--- Given text Enclosed Below ---

Ultrafast sepsis test pinpoints treatment in just 13 hours

By using a magnetic nanoparticle decorated with a synthetic peptide, the system bypasses a time-consuming blood culture step

by Alla Katsnelson, special to C&EN
July 24, 2024

Numerous white blood cells appear purple, on a light pink background.
Credit: Shutterstock
A new test significantly reduces the turnaround time for sepsis testing

The immune system is generally a pro at fighting off microbial infections. But sometimes it goes rogue, turning itself on the body’s own organs and tissues, resulting in a life-threating condition called sepsis. According to the World Health Organization, in 2017 sepsis was responsible for 20% of deaths worldwide. Pinpointing the bacterial culprit and the right antibiotic treatment for sepsis can take a harrowing 2–3 days.

“You need to find the optimal therapeutic as soon as possible,” says Tae Hyun Kim, a research scientist at the California Institute of Technology. “The survival rate decreases every hour.”

--- End of Enclosed Given text ---
--- Dataset excerpts Enclosed Below ---

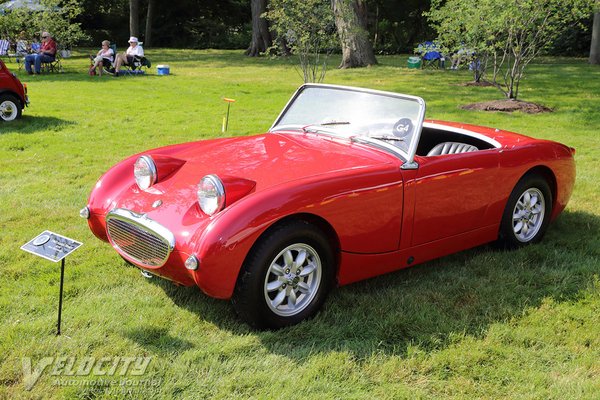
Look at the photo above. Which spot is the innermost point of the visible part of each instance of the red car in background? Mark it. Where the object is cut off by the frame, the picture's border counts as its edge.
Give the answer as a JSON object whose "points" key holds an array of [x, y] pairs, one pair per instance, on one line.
{"points": [[13, 95], [348, 184]]}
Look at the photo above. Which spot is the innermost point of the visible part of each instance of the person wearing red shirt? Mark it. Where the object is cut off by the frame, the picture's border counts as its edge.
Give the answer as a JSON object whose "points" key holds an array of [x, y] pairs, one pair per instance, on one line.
{"points": [[47, 53]]}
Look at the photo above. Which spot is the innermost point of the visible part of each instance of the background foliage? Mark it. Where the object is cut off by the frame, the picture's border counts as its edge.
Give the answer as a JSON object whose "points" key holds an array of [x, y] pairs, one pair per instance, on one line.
{"points": [[483, 323], [393, 27]]}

--- End of Enclosed Dataset excerpts ---

*Problems and tasks*
1. Answer these from the sepsis test article:
(a) What share of deaths worldwide was sepsis responsible for in 2017, according to the World Health Organization?
(b) How long does the new test take to pinpoint treatment?
(c) Where does Tae Hyun Kim work?
2. In the sepsis test article, why does the optimal therapeutic need to be found as soon as possible? Answer in one to three sentences.
3. Please go on with the sepsis test article, picking up after its last sentence.
The data above plays no part in this work.

*Answers by item*
1.
(a) 20%
(b) 13 hours
(c) The California Institute of Technology

2. Tae Hyun Kim says the survival rate decreases every hour. Identifying the bacterial culprit and the right antibiotic can currently take 2–3 days.

3.
Kim and his colleagues developed a testing method for sepsis that reduces the turnaround time from collecting a blood sample to finding the right treatment to about 13 h (Nature 2024, DOI: 10.1038/s41586-024-07725-1).

“Our objective was to make this into a commercial device that could be used to help patients,” says Kim, who did the work as a postdoctoral scholar in the lab of Sunghoon Kwon, a biomedical engineer at Seoul National University.

The most time-consuming step in diagnosing sepsis is the first one: culturing a patient’s blood sample. Because pathogens in the blood are so few in number, it usually takes about a day for them to grow to detectable levels in a culture. Kim and his colleagues set out to bypass this step with the help of a naturally occurring immune system peptide called β-2-glycoprotein I (β2GPI), which recognizes a broad range of pathogens, including the virus that causes COVID-19. When they add a magnetic nanoparticle decorated with the synthetic version of this peptide, the researchers could quickly pull different bacterial species from a blood sample.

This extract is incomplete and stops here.